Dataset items
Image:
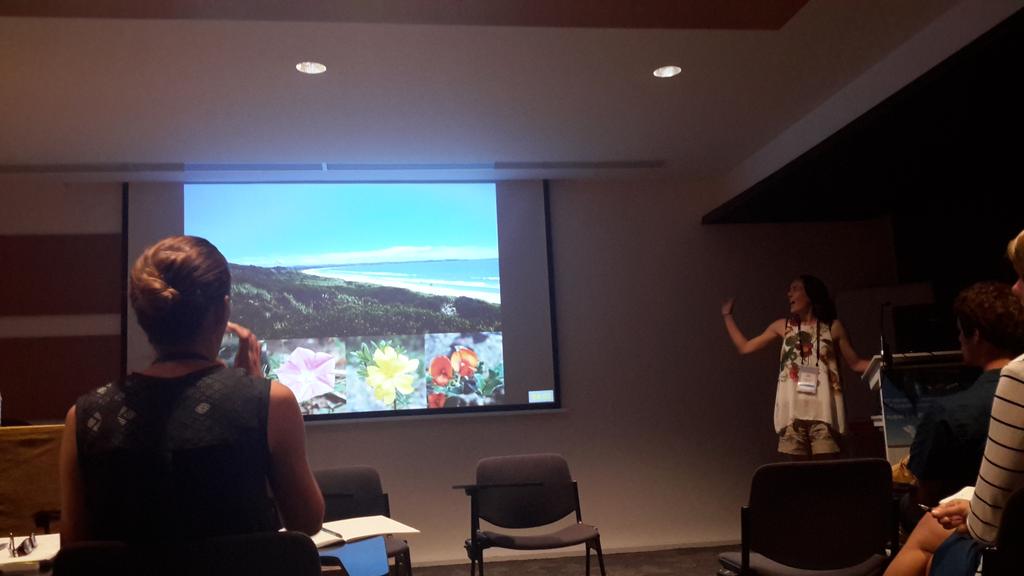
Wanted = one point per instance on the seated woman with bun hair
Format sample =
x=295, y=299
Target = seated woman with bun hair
x=186, y=448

--- Challenge ---
Rewrite the rows above, replacing "seated woman" with "sitting woman" wherever it occurs and keeping everything else the same. Leave the pictures out.

--- Complete answer ---
Image:
Wanted = one point per instance on the sitting woman with bun hair
Format sample =
x=295, y=299
Target = sitting woman with bun hair
x=186, y=448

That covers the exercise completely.